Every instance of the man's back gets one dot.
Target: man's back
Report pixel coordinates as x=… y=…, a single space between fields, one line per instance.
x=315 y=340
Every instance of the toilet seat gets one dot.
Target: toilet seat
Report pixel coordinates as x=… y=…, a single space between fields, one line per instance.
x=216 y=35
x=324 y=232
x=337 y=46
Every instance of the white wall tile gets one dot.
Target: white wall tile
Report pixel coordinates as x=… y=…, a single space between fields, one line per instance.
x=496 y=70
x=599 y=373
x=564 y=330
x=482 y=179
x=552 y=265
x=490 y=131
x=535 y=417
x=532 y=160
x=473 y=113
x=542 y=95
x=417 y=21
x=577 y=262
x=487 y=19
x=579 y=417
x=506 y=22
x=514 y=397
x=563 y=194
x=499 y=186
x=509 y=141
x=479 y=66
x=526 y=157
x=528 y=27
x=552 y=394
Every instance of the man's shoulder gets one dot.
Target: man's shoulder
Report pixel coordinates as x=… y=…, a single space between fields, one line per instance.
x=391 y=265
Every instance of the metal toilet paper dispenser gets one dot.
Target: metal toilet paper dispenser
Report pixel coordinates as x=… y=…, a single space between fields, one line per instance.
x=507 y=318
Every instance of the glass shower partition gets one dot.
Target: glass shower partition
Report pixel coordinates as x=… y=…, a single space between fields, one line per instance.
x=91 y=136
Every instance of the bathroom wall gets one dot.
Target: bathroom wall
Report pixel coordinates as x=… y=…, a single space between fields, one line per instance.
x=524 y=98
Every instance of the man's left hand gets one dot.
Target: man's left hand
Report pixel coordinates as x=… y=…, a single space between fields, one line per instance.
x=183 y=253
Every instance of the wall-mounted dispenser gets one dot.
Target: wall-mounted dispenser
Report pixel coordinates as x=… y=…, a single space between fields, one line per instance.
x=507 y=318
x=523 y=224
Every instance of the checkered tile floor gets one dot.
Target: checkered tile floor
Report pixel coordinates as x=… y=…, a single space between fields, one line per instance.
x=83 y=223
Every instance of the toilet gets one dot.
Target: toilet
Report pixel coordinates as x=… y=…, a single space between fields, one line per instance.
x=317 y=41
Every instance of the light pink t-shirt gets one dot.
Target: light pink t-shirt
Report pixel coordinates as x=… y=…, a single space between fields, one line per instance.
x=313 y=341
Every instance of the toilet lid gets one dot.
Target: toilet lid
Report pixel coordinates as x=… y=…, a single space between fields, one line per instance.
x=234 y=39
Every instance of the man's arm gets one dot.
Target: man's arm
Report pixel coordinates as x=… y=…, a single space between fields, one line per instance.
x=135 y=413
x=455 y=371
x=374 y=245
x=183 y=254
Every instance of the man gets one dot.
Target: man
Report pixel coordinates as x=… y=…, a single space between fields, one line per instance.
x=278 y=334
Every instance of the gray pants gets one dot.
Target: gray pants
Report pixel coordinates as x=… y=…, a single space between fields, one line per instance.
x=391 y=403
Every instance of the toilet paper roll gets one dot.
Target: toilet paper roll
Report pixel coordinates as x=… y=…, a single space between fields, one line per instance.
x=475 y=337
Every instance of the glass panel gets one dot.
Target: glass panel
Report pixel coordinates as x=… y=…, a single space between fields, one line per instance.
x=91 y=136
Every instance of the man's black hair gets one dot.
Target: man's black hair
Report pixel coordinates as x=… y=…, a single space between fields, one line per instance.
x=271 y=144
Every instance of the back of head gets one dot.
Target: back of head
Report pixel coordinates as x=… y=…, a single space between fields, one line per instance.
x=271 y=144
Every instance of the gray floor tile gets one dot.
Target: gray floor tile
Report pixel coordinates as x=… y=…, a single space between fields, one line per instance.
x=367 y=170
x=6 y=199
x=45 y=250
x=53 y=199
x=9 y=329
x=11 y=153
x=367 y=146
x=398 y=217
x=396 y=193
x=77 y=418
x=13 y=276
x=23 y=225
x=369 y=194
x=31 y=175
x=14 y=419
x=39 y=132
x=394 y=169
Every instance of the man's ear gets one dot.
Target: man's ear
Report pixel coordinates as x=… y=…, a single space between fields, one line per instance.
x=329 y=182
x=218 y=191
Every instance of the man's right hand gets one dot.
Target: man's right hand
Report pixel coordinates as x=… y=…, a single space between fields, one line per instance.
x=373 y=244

# Exercise objective:
Please arrange every line of the records above as a numbered list, leaving out any blank lines.

# Answer below:
1. Every instance of the man's back gets one dot.
2. Target: man's back
3. Report pixel coordinates as x=… y=…, a single space between fields, one line per instance.
4. x=315 y=340
5. Every instance of the toilet seat gets one dot.
6. Target: toilet seat
7. Report pixel coordinates as x=… y=…, a single space between fields, one line per instance.
8. x=216 y=35
9. x=324 y=232
10. x=337 y=46
11. Every instance of the white wall tile gets one dot.
12. Target: white wall tile
13. Report pixel coordinates as x=… y=…, a single space between fields, one line per instance.
14. x=496 y=70
15. x=599 y=373
16. x=564 y=330
17. x=482 y=179
18. x=552 y=265
19. x=490 y=131
20. x=535 y=417
21. x=532 y=160
22. x=473 y=113
23. x=542 y=95
24. x=417 y=21
25. x=577 y=262
26. x=487 y=19
27. x=579 y=417
28. x=506 y=22
29. x=514 y=397
30. x=563 y=194
31. x=499 y=186
32. x=509 y=141
33. x=479 y=66
34. x=526 y=157
35. x=528 y=27
36. x=552 y=394
37. Every instance of the man's shoulder gets one dot.
38. Target: man's shoulder
39. Report pixel coordinates as x=… y=…, a single space between fields, one line per instance.
40. x=391 y=265
41. Every instance of the metal toilet paper dispenser gets one dot.
42. Target: metal toilet paper dispenser
43. Report pixel coordinates as x=… y=…, a single space between fields, one line per instance.
44. x=507 y=318
45. Every instance of the glass shower partition gets one dot.
46. Target: glass shower partition
47. Report pixel coordinates as x=… y=…, a single space between fields, one line per instance.
48. x=91 y=136
49. Every instance of the bathroom wall gets one dot.
50. Target: bathroom wall
51. Report pixel coordinates as x=… y=…, a single space between fields, one line per instance.
52. x=524 y=98
53. Every instance of the man's left hand gets one dot.
54. Target: man's left hand
55. Report pixel coordinates as x=… y=…, a single space between fields, one line per instance.
56. x=183 y=253
57. Every instance of the wall-mounted dispenser gets one dot.
58. Target: wall-mounted dispenser
59. Report pixel coordinates as x=… y=…, a single space between fields, one line per instance.
60. x=507 y=318
61. x=523 y=224
62. Every instance of the checkered tile floor gets one dot.
63. Target: checkered tile floor
64. Report pixel coordinates as x=… y=…, a single space between fields, one line per instance.
65. x=83 y=223
66. Every instance of the toilet gets one dot.
67. Target: toilet
68. Report pixel coordinates as x=… y=…, a single space between fields, one line per instance.
69. x=317 y=41
70. Every instance of the light pink t-shirt gets one dot.
71. Target: light pink t-shirt
72. Report pixel coordinates as x=… y=…, a single space between fields, one line per instance.
73. x=313 y=341
74. Every instance of the toilet lid gets one dot.
75. Target: toilet lid
76. Report pixel coordinates as x=… y=…, a single space between fields, one line per instance.
77. x=234 y=39
78. Every instance of the man's arm gets one dot.
79. Target: man's arm
80. Report pixel coordinates as x=… y=…, a single space between fields, one line per instance.
81. x=135 y=413
82. x=455 y=371
83. x=374 y=245
84. x=183 y=254
85. Every instance of the man gets one dot.
86. Target: man
87. Report pixel coordinates as x=… y=…, a single space between fields, one line per instance.
88. x=278 y=334
89. Every instance of the gray pants gets one dot.
90. Target: gray pants
91. Report pixel coordinates as x=… y=…, a single space between fields, one line per instance.
92. x=391 y=403
93. Every instance of the toilet paper roll gets one dot.
94. Target: toilet paper roll
95. Report pixel coordinates as x=… y=…, a single space between fields, one line per instance.
96. x=475 y=337
97. Every instance of the glass panel gets one dot.
98. Target: glass panel
99. Report pixel coordinates as x=… y=…, a single space between fields, one line per instance.
100. x=91 y=136
101. Every instance of the man's black hair gets one dot.
102. Target: man's black hair
103. Report pixel coordinates as x=… y=…, a single space between fields, one line per instance.
104. x=271 y=144
105. Every instance of the back of head gets one dot.
106. Target: back of head
107. Report pixel coordinates as x=… y=…, a single space between fields, one line per instance.
108. x=271 y=144
109. Every instance of the gray floor tile gets one dot.
110. Target: gray floor tile
111. Report pixel coordinates as x=… y=…, a single space between fields, one line per instance.
112. x=367 y=170
113. x=6 y=199
114. x=45 y=250
115. x=53 y=199
116. x=9 y=329
117. x=11 y=153
118. x=367 y=146
119. x=398 y=217
120. x=396 y=193
121. x=77 y=418
122. x=13 y=276
123. x=23 y=225
124. x=369 y=194
125. x=31 y=175
126. x=14 y=419
127. x=39 y=132
128. x=394 y=169
129. Every instance of the man's ear gets one dot.
130. Target: man's ear
131. Report pixel coordinates as x=… y=…, a single space between fields, one line per instance.
132. x=329 y=182
133. x=218 y=191
134. Every instance of the man's right hand gets one dot.
135. Target: man's right hand
136. Report pixel coordinates as x=… y=…, a single space between fields, one line per instance.
137. x=373 y=244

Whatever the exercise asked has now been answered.